● Given text:
>>>>

CYLINDRICAL_VOLUME(r, r1, r2, θ, θ1, θ2, z, z1, z2, µ) simplifies to the integral of µ(r, θ, z) over the region from z=z1 to z2, θ=θ1(z) to θ2(z), and r=r1(θ, z) to r2(θ, z). You must modify the order of integration in the definition if θ1 or θ2 depends on r or if z depends on r or θ. Omit the last argument if you merely want the volume of this region. If θ1 > θ2 or r1 > r2 anywhere in z1 £ z £ z2, read the discussion of function AREA above. Let µ equal [r·cos(θ), r·sin(θ), z] to determine the centroid, and similarly adapt the definition of VOLUME_INERTIA to determine the inertia tensor.
VOLUME_OF_REVOLUTION(y, x, x1, x2) simplifies to the volume of the area between the expression y(x) and the x-axis revolved about the x-axis from x=x1 to x2. For example, to determine the volume of the Horn of Gabriel formed by revolving 1/x about the x-axis from x=1 to ∞, simplify the expression
VOLUME_OF_REVOLUTION(1/x,x,1,inf)
AREA_OF_REVOLUTION(y, x, x1, x2) simplifies to the surface area of the expression y(x) revolved about the x-axis from x=x1 to x2. For example, to determine the surface area of x² revolved about the x-axis from x=0 to 1, simplify the expression
AREA_OF_REVOLUTION(x^2,x,0,1)

<<<<

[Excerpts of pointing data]
>>>>

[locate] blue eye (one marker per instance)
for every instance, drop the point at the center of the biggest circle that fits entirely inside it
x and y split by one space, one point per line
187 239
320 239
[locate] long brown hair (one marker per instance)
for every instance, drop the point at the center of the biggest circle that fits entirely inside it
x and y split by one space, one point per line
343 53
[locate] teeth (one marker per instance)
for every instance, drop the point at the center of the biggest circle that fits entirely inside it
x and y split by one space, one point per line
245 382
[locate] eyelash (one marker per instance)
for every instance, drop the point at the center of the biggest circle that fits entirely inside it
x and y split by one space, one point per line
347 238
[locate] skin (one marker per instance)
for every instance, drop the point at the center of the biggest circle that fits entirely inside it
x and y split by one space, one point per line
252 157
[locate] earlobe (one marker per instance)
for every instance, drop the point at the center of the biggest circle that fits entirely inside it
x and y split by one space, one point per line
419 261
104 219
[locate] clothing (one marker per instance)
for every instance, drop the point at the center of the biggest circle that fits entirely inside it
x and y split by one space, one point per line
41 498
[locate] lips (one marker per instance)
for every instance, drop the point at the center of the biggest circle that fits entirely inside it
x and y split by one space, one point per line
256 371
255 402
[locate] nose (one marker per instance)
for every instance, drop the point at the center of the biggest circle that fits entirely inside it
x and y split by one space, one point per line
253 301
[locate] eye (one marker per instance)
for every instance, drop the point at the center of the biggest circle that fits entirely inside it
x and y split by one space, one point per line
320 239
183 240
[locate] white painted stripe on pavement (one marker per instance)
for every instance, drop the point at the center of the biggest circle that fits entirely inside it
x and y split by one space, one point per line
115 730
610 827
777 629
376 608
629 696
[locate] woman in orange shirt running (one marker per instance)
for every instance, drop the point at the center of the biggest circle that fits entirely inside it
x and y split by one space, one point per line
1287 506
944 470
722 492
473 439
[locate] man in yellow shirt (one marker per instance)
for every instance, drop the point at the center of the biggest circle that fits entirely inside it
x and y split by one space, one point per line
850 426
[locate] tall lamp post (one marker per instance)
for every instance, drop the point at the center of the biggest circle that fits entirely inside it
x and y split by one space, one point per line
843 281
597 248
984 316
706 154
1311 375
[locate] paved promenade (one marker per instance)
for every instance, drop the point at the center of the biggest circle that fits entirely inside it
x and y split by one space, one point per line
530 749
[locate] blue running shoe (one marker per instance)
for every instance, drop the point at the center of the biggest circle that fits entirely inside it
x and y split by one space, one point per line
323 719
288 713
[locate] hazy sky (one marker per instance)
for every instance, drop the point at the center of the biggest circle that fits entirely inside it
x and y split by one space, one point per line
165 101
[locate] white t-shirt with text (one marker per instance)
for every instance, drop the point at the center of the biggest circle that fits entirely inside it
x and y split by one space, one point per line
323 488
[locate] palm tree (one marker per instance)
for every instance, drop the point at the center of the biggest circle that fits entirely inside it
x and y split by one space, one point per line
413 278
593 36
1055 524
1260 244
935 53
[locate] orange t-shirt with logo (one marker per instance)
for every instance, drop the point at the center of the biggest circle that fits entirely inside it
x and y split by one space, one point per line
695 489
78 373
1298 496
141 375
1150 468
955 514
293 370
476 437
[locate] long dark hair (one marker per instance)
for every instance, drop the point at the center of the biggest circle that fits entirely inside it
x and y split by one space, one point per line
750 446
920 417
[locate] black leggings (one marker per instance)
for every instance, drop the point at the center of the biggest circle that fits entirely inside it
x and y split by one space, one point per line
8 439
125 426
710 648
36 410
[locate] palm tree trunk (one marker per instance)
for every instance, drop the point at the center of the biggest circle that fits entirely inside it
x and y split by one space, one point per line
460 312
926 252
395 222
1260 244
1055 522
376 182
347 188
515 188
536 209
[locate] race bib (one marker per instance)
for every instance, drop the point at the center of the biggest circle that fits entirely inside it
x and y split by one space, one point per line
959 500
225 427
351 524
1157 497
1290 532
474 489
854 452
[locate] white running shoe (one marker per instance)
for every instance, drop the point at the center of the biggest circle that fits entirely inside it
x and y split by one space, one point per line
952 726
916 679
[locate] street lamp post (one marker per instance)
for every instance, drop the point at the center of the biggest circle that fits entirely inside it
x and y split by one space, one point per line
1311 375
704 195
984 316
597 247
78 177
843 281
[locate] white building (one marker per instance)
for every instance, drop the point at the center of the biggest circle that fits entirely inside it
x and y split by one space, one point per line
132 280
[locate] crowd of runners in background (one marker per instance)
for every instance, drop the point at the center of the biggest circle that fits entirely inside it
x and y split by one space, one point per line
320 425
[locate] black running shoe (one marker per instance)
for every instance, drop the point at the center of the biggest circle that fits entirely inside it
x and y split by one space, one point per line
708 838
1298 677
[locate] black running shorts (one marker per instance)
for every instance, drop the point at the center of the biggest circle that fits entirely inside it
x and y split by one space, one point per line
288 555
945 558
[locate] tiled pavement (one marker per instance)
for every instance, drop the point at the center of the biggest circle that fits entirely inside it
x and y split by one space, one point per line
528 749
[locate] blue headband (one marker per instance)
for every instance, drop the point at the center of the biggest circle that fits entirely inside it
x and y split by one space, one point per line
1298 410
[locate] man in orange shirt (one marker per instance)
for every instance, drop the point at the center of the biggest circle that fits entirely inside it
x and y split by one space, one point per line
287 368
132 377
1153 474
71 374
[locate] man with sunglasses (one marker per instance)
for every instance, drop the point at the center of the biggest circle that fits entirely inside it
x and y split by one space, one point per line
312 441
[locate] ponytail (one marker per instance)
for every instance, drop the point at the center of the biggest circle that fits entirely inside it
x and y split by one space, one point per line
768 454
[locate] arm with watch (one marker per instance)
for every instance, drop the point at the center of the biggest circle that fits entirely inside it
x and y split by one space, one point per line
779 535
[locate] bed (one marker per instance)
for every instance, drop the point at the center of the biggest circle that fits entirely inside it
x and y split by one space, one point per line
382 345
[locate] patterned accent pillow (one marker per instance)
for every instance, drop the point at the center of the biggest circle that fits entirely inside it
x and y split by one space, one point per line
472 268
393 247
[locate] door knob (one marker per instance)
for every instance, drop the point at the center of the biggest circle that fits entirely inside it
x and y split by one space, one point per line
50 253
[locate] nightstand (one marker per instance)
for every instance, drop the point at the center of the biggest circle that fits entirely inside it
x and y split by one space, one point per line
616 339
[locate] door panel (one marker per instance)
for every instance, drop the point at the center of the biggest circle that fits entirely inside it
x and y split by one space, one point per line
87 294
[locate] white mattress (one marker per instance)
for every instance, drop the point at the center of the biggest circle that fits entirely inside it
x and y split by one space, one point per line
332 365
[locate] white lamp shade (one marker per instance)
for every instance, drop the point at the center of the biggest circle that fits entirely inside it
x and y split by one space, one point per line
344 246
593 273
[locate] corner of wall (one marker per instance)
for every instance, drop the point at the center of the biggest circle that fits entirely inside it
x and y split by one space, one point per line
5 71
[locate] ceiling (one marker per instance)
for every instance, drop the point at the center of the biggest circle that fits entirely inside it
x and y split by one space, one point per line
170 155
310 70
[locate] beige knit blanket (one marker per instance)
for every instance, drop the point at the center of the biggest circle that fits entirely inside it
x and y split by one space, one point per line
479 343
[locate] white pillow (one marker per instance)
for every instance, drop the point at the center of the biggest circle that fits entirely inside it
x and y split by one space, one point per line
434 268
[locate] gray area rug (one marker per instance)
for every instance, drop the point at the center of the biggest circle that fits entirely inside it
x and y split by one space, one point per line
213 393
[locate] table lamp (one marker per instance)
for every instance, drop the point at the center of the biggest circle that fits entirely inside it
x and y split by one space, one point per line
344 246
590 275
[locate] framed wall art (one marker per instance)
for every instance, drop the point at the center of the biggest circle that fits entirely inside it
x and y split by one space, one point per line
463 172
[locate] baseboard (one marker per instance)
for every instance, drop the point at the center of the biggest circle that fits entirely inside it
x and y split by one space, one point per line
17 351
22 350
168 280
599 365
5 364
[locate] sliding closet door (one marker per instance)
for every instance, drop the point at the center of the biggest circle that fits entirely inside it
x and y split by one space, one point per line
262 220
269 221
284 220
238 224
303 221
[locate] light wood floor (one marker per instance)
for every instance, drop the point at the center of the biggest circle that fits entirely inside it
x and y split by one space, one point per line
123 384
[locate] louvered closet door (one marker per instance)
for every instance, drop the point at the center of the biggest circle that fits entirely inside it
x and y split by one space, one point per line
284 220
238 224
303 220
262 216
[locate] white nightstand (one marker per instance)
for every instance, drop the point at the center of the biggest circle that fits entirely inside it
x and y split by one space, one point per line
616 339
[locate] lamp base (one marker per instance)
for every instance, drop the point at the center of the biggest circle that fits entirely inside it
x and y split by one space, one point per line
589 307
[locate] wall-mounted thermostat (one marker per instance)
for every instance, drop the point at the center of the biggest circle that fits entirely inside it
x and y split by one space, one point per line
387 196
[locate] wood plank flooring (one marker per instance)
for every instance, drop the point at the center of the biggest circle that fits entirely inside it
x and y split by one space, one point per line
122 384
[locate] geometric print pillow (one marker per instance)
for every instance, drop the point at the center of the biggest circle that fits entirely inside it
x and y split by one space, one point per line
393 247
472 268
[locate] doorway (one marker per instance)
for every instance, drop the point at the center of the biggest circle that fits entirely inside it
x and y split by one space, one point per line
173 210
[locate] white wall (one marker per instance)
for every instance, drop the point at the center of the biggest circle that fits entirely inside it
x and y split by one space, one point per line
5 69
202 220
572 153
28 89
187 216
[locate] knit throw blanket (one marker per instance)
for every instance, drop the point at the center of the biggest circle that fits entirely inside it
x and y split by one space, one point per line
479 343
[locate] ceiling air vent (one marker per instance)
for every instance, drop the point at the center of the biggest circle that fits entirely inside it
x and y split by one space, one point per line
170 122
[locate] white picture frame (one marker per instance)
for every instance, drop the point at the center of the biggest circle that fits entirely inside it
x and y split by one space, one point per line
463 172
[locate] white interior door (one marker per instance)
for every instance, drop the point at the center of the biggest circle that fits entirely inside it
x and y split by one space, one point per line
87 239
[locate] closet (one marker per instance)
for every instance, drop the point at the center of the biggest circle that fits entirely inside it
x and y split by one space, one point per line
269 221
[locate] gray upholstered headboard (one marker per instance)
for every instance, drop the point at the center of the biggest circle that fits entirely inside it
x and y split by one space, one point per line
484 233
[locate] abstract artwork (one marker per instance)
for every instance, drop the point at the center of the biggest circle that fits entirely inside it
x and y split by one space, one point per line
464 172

<<<<

● Given instruction:
Can you pick up the passage describing the volume and surface-area functions right after its final line and continue it?

● Written answer:
VOLUMEY_OF_REVOLUTION(y, x, x1, x2) simplifies to the volume of the area between the expression y(x) and the x-axis revolved about the y-axis from x=x1 to x2. Note that the shell method is used to compute the volume. For example, to determine the volume of 1/x revolved about the y-axis from x=0 to 1, simplify the expression
VOLUMEY_OF_REVOLUTION(1/x,x,0,1)
AREAY_OF_REVOLUTION(y, x, x1, x2) simplifies to the surface area of the expression y(x) revolved about the y-axis from x=x1 to x2. For example, to determine the surface area of ln(x) revolved about the y-axis from x=1 to 2, simplify the expression
AREAY_OF_REVOLUTION(LN(x),x,1,2)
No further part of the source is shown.